Text extract ::
****************

The gospel defines every area of our lives, including our relationship status. Therefore, when we talk about singleness we have much more to offer than mere advice on dating and tips on how to deal with the struggles of being single. The narrative arc of the Scriptures gives us a much deeper understanding of what it means to be a single person. If we properly understand what the Bible has to say about singleness, those who are single can have freedom from anxiety in this stage of life. And those who are not single can better appreciate the vital role single people play in the Kingdom of God.

****************

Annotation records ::
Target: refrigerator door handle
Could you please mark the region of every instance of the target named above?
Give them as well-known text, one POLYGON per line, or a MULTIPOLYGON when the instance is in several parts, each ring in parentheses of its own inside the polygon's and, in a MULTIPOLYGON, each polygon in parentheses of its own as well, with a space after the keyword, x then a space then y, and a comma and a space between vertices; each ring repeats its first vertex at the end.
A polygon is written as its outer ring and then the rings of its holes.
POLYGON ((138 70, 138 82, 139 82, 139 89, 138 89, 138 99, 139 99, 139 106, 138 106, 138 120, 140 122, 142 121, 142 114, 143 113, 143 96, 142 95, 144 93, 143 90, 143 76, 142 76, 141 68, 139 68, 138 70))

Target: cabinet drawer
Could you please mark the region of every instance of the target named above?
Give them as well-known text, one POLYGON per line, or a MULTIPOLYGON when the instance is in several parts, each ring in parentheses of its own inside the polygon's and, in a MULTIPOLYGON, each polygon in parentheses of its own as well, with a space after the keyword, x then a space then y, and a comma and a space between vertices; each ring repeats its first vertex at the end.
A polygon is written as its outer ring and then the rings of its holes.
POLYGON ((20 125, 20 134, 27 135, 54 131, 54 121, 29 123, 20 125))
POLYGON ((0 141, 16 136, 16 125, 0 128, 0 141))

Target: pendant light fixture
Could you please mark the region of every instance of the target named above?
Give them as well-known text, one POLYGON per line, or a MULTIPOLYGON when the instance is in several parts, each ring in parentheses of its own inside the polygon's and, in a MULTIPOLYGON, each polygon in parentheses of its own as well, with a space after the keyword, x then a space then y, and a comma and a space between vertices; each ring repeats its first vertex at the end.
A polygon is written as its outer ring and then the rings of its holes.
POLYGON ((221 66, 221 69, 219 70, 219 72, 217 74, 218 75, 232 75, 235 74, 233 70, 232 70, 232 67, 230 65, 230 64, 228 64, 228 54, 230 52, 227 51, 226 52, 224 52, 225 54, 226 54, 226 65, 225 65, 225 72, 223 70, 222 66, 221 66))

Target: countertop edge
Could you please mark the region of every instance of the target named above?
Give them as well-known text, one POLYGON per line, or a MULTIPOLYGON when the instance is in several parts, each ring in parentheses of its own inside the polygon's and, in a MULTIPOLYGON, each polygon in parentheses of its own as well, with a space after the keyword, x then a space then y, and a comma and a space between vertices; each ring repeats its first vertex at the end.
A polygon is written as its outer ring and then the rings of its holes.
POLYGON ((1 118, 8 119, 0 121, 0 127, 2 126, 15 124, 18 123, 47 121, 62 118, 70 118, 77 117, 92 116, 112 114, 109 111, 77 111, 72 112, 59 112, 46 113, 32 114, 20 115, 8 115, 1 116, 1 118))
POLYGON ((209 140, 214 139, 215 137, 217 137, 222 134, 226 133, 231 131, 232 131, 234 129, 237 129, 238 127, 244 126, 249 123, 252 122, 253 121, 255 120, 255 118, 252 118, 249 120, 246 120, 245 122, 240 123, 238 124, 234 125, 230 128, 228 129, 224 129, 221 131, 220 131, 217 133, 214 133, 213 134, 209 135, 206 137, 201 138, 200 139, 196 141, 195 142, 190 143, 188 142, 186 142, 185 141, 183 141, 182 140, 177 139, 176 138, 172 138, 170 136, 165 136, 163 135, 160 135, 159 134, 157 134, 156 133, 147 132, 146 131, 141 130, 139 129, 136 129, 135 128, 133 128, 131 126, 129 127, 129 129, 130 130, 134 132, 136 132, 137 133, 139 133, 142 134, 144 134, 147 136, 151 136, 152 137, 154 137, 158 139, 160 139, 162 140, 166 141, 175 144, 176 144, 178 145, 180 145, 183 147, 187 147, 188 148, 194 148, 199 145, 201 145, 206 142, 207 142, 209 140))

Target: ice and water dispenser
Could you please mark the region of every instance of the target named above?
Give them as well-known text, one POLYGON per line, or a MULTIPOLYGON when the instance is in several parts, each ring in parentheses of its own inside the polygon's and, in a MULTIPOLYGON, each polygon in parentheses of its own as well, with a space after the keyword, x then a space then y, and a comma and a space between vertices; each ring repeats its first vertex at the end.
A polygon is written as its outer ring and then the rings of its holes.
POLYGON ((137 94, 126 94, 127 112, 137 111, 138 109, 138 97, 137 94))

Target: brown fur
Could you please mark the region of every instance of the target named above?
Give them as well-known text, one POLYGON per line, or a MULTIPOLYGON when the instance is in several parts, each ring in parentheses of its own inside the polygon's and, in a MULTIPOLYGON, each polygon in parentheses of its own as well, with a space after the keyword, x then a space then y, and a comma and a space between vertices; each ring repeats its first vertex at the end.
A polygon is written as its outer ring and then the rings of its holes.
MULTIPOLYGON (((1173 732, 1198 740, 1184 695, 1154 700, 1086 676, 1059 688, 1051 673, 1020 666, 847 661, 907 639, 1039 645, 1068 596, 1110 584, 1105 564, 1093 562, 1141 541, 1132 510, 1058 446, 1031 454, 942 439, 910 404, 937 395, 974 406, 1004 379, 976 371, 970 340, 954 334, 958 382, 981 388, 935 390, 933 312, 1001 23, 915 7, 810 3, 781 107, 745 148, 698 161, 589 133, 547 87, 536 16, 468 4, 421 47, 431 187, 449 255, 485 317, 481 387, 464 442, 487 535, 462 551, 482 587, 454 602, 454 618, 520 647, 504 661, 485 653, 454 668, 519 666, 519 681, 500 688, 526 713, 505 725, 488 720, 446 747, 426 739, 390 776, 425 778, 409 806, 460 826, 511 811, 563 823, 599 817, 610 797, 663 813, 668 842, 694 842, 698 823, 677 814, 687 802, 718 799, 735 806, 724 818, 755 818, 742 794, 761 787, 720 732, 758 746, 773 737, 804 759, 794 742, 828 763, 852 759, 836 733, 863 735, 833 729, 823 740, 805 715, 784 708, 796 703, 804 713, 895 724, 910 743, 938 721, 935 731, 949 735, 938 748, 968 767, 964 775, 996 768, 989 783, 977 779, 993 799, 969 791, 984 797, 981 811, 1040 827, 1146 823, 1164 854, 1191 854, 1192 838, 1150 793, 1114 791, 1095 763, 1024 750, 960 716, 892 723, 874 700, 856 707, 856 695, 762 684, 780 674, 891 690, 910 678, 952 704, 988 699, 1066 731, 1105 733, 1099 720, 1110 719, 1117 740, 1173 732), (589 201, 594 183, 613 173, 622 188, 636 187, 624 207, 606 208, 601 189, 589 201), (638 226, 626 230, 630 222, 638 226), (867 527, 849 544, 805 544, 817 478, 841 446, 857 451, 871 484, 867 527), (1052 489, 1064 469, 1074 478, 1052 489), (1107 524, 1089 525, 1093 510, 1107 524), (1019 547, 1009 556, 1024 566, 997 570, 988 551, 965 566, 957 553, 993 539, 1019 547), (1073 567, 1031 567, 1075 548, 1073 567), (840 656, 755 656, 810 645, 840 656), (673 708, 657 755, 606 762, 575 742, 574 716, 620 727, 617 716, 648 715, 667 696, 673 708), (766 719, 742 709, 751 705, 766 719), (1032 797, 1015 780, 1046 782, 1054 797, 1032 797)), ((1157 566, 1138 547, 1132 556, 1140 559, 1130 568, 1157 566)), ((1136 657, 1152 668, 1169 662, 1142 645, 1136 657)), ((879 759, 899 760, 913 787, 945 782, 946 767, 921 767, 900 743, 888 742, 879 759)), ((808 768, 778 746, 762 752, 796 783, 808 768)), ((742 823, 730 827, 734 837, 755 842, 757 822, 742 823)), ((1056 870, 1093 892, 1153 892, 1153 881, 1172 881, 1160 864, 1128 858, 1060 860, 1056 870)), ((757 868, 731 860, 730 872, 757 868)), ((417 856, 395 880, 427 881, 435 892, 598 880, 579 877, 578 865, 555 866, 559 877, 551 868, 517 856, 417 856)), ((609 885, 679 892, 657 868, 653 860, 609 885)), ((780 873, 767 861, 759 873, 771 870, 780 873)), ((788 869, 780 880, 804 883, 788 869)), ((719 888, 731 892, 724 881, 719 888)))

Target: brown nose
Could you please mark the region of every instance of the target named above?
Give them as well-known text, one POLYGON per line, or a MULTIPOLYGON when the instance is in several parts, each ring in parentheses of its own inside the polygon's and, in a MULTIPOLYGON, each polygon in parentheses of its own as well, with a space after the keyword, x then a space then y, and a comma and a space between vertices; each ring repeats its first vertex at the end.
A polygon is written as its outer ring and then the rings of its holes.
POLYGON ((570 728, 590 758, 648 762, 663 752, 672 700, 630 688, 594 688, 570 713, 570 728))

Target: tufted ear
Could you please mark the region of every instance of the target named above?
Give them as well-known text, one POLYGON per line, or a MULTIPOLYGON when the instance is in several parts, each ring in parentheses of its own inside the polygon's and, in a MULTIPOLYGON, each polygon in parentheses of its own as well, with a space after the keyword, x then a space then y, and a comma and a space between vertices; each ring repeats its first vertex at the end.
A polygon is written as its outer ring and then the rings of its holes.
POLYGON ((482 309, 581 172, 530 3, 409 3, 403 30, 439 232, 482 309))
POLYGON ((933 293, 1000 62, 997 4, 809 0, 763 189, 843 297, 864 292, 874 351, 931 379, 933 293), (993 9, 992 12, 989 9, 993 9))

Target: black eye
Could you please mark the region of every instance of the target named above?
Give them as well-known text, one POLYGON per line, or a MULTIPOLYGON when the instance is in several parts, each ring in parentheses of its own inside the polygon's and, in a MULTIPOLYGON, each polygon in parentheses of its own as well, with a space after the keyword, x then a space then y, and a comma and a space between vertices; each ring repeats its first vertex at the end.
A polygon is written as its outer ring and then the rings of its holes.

****************

What you are asked to do :: Extend the passage on the gospel and singleness with a further paragraph that follows on from its final sentence.

Written response ::
The Old Testament was marked by a number of covenants, including the Adamic Covenant, Abrahamic Covenant, Mosaic Covenant and the Davidic Covenant. Each of these covenants included a component of offspring (which implies marriage and familial relations). In fact, continued offspring was the primary promise of these covenants. Physical procreation was the primary mechanism God used to build up the covenant people. In the Old Testament marriage was assumed for everyone; almost every person ended up marrying. Starting a family, raising children, continuing a lineage and gaining honor for a family name was of utmost importance to those living in the days of the Old Testament. If a person was married and able to procreate, he was considered blessed (in accord with the Mosaic covenant). Those that did not marry or were unable to produce children were considered cursed by God. While this seems harsh to modern minds, we must remember that these things were assumed in light of the covenants Israel lived under.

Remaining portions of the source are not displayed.